**Work to be completed:**
Change "bounding box" to "box coordinates" everywhere in the lines below and write them out again with nothing else altered. Leave the pictures out.

Region labeling records:
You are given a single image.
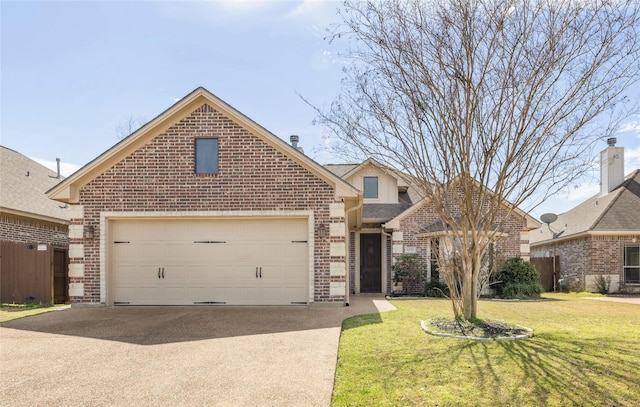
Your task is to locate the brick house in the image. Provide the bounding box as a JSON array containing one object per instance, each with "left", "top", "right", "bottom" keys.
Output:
[
  {"left": 326, "top": 159, "right": 540, "bottom": 294},
  {"left": 43, "top": 88, "right": 535, "bottom": 305},
  {"left": 531, "top": 139, "right": 640, "bottom": 292},
  {"left": 0, "top": 146, "right": 69, "bottom": 304}
]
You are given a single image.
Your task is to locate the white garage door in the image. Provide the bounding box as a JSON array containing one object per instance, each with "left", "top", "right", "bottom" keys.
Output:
[{"left": 109, "top": 218, "right": 309, "bottom": 305}]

**Result below:**
You are given a single image.
Your task is to locate the brick house in the image. Provide the box coordinates as a JSON array containing one object per instance, each with "left", "top", "right", "bottom" keys.
Output:
[
  {"left": 326, "top": 159, "right": 540, "bottom": 294},
  {"left": 43, "top": 88, "right": 535, "bottom": 305},
  {"left": 531, "top": 139, "right": 640, "bottom": 292},
  {"left": 0, "top": 146, "right": 69, "bottom": 304}
]
You are given a single image.
Your task is to locate the white garage door in the image. Provide the box coordinates as a JSON array containing one object per instance, each with "left", "top", "right", "bottom" keys.
Output:
[{"left": 109, "top": 218, "right": 309, "bottom": 305}]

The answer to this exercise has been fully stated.